:: REQUEST ::
The records that follow must be reproduced in full, exactly as written.
____ DATA FOR THIS TASK
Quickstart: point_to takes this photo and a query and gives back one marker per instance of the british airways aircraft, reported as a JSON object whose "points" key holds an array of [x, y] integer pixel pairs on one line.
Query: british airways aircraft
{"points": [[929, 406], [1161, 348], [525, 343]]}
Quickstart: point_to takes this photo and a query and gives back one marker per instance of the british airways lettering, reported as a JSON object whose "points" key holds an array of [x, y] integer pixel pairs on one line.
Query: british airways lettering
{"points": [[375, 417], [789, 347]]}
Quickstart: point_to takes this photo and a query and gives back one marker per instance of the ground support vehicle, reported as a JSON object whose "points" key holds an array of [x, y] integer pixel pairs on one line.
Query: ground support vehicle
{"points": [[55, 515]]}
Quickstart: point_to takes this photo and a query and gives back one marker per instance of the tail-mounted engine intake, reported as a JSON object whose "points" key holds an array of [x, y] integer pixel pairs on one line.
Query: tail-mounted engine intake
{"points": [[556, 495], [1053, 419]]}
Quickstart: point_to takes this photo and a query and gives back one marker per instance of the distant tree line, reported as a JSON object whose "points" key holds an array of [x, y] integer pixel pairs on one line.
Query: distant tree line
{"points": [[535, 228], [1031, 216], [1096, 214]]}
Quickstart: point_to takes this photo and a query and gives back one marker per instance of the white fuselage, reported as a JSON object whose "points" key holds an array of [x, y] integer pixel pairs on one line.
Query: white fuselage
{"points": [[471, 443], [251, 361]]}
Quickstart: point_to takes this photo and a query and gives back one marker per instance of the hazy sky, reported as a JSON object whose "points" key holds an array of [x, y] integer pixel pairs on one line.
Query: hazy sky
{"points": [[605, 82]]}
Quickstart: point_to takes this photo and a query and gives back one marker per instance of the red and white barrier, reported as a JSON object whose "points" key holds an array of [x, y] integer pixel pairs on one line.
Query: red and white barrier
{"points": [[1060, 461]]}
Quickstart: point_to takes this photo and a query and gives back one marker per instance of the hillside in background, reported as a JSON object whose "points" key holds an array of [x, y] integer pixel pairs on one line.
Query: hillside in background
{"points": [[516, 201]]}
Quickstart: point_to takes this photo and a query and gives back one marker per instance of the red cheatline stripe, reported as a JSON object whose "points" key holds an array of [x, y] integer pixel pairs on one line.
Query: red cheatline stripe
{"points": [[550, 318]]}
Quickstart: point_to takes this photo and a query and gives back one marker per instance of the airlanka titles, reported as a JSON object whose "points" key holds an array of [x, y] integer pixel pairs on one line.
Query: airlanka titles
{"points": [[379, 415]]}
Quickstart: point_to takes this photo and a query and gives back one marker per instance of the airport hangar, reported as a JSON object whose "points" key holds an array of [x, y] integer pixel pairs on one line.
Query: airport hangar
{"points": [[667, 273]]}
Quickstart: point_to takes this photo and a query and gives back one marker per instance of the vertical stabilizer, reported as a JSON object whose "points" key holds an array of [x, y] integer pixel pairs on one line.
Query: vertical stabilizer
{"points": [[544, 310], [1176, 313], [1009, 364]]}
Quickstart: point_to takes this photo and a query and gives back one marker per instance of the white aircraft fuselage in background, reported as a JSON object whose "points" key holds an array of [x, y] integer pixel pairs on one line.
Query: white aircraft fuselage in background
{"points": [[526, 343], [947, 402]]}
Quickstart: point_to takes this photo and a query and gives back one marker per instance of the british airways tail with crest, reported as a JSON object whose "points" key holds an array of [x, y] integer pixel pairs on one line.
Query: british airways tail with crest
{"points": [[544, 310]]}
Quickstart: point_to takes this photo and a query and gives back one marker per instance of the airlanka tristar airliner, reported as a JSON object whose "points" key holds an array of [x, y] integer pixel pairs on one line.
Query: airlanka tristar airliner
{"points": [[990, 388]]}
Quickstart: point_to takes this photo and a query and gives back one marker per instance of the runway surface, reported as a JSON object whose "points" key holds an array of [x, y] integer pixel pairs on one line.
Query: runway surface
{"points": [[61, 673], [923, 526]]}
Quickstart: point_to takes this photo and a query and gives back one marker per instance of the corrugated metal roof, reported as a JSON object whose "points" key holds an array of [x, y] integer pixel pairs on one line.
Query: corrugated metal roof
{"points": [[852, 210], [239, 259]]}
________
:: ANSWER TO THIS EXERCISE ::
Quickstart: point_to takes this photo and a query and gives back one marker per instance of the british airways aircraft, reported as a JSON object whose "points" key holds an array of [x, y] integer pixel pairs on one line.
Query: british airways aircraft
{"points": [[929, 406], [1161, 348], [525, 343]]}
Quickstart: point_to takes this photo and a query and gives back one marker per instance of the british airways lettering, reported as a JSON object whose "points" key holds an array of [x, y] integer pixel pairs on one line.
Query: british airways lettering
{"points": [[375, 417], [789, 347]]}
Quickstart: point_to takes this photo and a query and gives back one marker per instance of the ground support vehicle, reported as a JSON object whose "points" key holds an array of [x, y] integer pixel pairs on one line.
Query: ground support vehicle
{"points": [[55, 515]]}
Quickstart: point_to takes this photo and a query and gives back one marker per instance of the tail-mounted engine intake, reported as a JSON object whose "points" key holds an array of [x, y] integer pixel pairs on one line.
Query: tail-mounted engine intake
{"points": [[556, 495], [1053, 419]]}
Quickstart: point_to takes this photo and a query and gives back one marker per instance of the distant tree line, reported as a JSON object whose "points" key holds an array of [x, y] integer pixel pairs on one line.
Query: distant tree line
{"points": [[535, 228], [1031, 216], [1096, 214]]}
Quickstart: point_to takes this photo and a query and gives back one marker per instance of the white fuselage, reported as a JSON object whose "points" key holds an array of [x, y] integer pixel pairs on one line.
Query: white fuselage
{"points": [[471, 443], [251, 361]]}
Quickstart: point_to takes this photo and a query and gives back one marker per instance of the hazy sky, reported as a JSON object whose "points" key holds an array of [x, y] integer pixel pairs on one line.
Query: hazy sky
{"points": [[605, 82]]}
Quickstart: point_to takes this photo and a query and gives back one marker per instance of the red and white barrier, reported as a JSON object whose "points" key holds an array of [x, y] integer pixel pairs on one line.
Query: red and white barrier
{"points": [[1060, 461]]}
Quickstart: point_to takes this photo and a query and gives back one marker per instance of the hillside in background, reported as a JSON object whose "points" key holds an array of [x, y] integer pixel pairs on one line.
Query: hillside in background
{"points": [[516, 201]]}
Quickstart: point_to takes this photo and a query and gives back one marker per instance of the red cheatline stripe, reported as a JSON object whose "points" key holds an array of [x, y] integer pixel pairs on one line.
Query: red cheatline stripe
{"points": [[550, 318]]}
Quickstart: point_to takes this photo and a query and gives back one marker per instance of the airlanka titles, reported as a JSON object whose "points" key holds an array of [x, y] integer pixel pairs on one line.
Query: airlanka titles
{"points": [[379, 415]]}
Quickstart: point_to takes this photo and a query and gives back one marker per instance of the airport hangar, reported as a JSON object whose "points" key holds an array of [x, y] integer pixel pairs on one line.
Query: airport hangar
{"points": [[667, 273]]}
Quickstart: point_to takes this photo and a query and gives back one marker per instance of the vertical stabilizer, reported as a JSON object whose "points" key holds an array of [x, y] integer pixel pairs on one line.
Query: vertical stabilizer
{"points": [[544, 310], [1176, 313], [1009, 364]]}
Quickstart: point_to takes this photo and a query and gives back one marker per instance of the white aircraft fuselage in background, reported as a JSON object whose "points" key holds an array of [x, y] integer pixel pairs on one line.
Query: white aircraft fuselage in background
{"points": [[526, 343], [947, 402]]}
Quickstart: point_to takes this photo and a query and gives back one marker per instance of the british airways tail with crest, reported as a JSON object whose "points" key holds an array of [x, y] integer pixel pairs on one line.
Query: british airways tail with crest
{"points": [[544, 310]]}
Quickstart: point_to takes this photo and a query and gives back one marker per instance of the airlanka tristar airliner, reported as a JSON object whose "points" key holds an array of [x, y] integer pixel pairs on one line.
Query: airlanka tristar airliner
{"points": [[990, 388]]}
Quickstart: point_to takes this photo and a query and gives back one marker per instance of the runway surface, reported as a JSON object whose "points" key holds an array of [x, y] integer pixel pairs on one line.
Query: runway surface
{"points": [[61, 673], [923, 526]]}
Quickstart: point_to takes this photo and a query and gives back one marker per instance of the corrugated metal roof, reported as a JSON object whose "points" key holds an array of [x, y] integer pixel pairs on one line.
Query: corrugated metal roof
{"points": [[852, 210], [239, 259]]}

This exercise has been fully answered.